AIM: Retype nothing but the lines running from the line that contains "Examine the picture below." to the last line, both ends included, and skip every image.

-- -- --

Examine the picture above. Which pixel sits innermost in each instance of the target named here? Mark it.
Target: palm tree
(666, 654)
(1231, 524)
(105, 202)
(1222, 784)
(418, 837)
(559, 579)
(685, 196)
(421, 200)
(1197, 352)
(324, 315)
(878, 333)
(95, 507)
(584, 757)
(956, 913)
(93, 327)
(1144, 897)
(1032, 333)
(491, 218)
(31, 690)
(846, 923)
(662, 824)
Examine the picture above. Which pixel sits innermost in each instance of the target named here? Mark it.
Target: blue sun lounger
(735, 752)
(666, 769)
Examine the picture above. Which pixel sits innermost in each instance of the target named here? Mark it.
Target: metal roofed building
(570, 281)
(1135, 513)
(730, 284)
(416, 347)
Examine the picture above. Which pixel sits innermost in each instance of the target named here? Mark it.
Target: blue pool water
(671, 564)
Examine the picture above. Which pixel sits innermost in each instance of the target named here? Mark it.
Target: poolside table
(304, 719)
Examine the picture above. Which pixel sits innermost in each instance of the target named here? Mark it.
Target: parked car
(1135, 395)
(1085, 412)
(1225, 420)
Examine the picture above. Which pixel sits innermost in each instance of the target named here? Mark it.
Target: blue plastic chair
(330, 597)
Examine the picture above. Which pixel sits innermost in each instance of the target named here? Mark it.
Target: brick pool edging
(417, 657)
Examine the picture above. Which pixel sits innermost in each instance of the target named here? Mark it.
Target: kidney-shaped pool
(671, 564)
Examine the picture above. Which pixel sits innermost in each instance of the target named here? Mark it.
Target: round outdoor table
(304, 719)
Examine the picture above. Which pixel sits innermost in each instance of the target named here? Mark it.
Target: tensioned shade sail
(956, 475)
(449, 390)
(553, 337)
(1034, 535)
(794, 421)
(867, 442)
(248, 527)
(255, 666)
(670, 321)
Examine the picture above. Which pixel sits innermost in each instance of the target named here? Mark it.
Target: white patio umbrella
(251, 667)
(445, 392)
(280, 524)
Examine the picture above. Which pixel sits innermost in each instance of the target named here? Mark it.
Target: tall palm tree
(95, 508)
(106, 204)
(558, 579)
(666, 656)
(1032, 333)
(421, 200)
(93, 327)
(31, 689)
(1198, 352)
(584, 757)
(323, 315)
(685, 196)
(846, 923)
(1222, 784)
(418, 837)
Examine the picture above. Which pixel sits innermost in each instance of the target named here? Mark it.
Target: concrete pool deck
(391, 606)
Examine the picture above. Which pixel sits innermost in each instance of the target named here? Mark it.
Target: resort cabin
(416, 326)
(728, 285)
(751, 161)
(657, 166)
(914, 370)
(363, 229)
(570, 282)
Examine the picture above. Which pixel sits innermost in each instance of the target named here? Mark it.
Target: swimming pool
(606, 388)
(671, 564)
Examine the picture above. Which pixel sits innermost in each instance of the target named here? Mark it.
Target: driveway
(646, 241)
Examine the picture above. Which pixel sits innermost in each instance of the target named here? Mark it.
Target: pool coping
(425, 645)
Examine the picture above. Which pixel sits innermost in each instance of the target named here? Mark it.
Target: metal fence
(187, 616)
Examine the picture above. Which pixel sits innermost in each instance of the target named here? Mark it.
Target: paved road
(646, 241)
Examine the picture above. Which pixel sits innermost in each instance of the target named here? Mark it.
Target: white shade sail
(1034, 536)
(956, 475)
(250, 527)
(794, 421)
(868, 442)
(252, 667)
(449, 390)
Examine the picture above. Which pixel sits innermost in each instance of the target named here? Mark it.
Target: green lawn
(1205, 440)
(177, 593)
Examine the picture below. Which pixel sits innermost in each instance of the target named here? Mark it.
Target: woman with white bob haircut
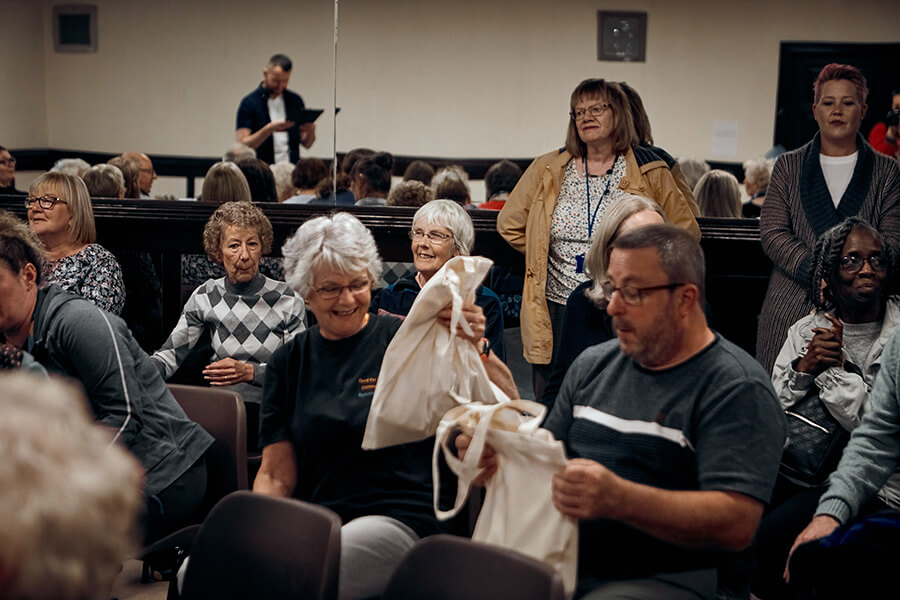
(316, 399)
(441, 230)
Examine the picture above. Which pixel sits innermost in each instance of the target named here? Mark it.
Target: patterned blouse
(569, 235)
(94, 274)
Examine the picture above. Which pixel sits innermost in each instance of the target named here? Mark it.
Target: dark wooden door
(800, 63)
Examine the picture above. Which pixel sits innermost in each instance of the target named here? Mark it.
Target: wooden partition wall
(737, 269)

-- -- --

THE REPLY:
Examine the picture below. Which pixel sits innermost in each instance of the target named here? Mark it.
Target: woman with white bob haircut
(316, 399)
(441, 230)
Examine the picture above. Which pixel sits innermost in each instance of the target named here? Mark it.
Target: patterned blouse
(569, 235)
(94, 274)
Examine the picture above. Which pixel sits innermost in each instance of the target named here? Mark it.
Target: dark wooden door
(800, 63)
Examine the picture above. Which pixel sits innermost in each instance of the target named here? Mark it.
Target: wooden partition wall
(737, 269)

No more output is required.